While it is true Brier has not been engaged as a federal lobbyist on behalf of Keystone First, Caulfield did not contest the assertion Brier has done state-based lobbying for the company.
Regardless, Brier’s work for the MCO, especially considering the close timing to the release of the audit, could give the perception of a conflict of interest given that the audit was largely spurred by Sen. Casey.
Sen. Casey’s office did not respond to a request for comment. A message requesting comment from Keystone First was not immediately returned.
The issue of a conflict of interest between Casey and Brier has come up before, in 2002.
Brier was part of a law firm that helped a Luzerne County-based nursing home negotiate a settlement with the federal government after it was found the nursing home had over $2 million “in Medicare overcharges to the federal government and unspecified Medicaid undercharges to the state government between 1990 and 1997,” according to a report from the Wilkes Barre Times-Leader.
Casey was criticized by citizens and local officials in his home county for taking credit in campaign commercials during the 2002 Democratic gubernatorial primary against former Philadelphia Mayor Ed Rendell for exposing financial corruption in nursing homes as auditor general, but somehow failed to notice the problems at the Luzerne-based home, Valley Crest. Critics at the time suggested Casey failed to sufficiently challenge officials in his own party who had long supported his political aspirations.

- Tasks and exercises:
a - In the passage, what is the name of the Luzerne-based nursing home?
b - Rewrite the passage from "Brier was part" up to and including "Wilkes Barre Times-Leader.", replacing "law firm" with "legal practice".
The entries have no connection to the passage.

- Supplied information:
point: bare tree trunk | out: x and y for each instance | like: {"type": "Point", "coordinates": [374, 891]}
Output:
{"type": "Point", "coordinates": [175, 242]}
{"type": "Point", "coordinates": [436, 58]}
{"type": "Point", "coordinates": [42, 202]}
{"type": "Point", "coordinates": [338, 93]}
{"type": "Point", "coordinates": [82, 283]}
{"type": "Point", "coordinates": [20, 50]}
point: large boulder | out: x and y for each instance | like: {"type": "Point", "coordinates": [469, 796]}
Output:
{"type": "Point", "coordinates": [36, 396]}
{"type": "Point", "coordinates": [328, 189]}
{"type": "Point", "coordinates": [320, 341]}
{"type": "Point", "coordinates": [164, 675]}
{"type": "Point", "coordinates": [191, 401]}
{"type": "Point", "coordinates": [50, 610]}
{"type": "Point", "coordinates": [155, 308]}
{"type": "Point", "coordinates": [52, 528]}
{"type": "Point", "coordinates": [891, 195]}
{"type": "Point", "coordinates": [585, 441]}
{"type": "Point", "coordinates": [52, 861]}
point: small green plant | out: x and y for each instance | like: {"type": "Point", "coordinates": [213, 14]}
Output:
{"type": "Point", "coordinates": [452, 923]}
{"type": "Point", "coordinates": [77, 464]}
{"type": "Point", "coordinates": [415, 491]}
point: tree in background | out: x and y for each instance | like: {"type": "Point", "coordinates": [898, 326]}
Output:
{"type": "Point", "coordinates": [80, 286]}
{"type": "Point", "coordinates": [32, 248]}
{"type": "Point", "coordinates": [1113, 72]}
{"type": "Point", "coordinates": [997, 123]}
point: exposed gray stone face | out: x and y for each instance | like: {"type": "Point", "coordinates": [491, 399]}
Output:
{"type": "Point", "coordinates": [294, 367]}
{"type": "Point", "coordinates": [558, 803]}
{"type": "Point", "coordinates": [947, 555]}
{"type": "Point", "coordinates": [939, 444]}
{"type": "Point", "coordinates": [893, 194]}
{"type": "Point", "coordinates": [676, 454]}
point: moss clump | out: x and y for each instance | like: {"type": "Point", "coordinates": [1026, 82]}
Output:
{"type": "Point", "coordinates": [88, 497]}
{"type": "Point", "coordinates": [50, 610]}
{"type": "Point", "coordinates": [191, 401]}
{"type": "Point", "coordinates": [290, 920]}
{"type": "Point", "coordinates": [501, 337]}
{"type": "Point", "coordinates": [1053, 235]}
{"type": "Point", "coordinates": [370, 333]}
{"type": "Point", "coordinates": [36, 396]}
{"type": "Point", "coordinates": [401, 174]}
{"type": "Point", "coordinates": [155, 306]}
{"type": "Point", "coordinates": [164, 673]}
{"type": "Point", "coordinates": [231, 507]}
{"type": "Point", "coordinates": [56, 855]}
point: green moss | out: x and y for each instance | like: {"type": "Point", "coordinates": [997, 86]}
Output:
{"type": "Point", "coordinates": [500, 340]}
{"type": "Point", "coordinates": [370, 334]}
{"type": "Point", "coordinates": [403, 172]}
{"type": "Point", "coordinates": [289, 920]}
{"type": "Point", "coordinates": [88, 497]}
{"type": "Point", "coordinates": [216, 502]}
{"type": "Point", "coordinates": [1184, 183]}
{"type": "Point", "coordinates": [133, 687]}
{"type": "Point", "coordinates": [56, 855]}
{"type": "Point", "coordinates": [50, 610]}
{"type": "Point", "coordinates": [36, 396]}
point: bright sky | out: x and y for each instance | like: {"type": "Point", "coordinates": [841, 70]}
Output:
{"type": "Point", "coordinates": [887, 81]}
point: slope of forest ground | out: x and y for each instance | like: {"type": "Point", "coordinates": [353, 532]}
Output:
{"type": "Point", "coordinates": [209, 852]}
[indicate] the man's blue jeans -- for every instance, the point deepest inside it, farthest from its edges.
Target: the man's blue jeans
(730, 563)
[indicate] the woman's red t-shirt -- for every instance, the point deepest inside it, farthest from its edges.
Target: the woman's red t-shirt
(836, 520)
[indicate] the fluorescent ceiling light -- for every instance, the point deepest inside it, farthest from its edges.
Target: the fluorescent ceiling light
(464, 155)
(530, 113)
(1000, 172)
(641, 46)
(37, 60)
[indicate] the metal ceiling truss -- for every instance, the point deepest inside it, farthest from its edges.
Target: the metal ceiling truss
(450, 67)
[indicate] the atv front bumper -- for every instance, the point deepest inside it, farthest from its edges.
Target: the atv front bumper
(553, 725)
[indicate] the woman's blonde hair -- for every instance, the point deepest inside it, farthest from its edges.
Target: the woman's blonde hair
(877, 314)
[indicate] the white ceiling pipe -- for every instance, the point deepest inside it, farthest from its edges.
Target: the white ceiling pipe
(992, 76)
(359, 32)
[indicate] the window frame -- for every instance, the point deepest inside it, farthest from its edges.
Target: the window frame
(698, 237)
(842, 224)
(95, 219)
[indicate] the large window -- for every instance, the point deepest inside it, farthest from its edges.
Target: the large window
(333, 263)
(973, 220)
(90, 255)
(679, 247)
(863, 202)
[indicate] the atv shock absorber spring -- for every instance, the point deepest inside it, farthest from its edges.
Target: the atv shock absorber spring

- Answers provided:
a - Valley Crest.

b -
Brier was part of a legal practice that helped a Luzerne County-based nursing home negotiate a settlement with the federal government after it was found the nursing home had over $2 million “in Medicare overcharges to the federal government and unspecified Medicaid undercharges to the state government between 1990 and 1997,” according to a report from the Wilkes Barre Times-Leader.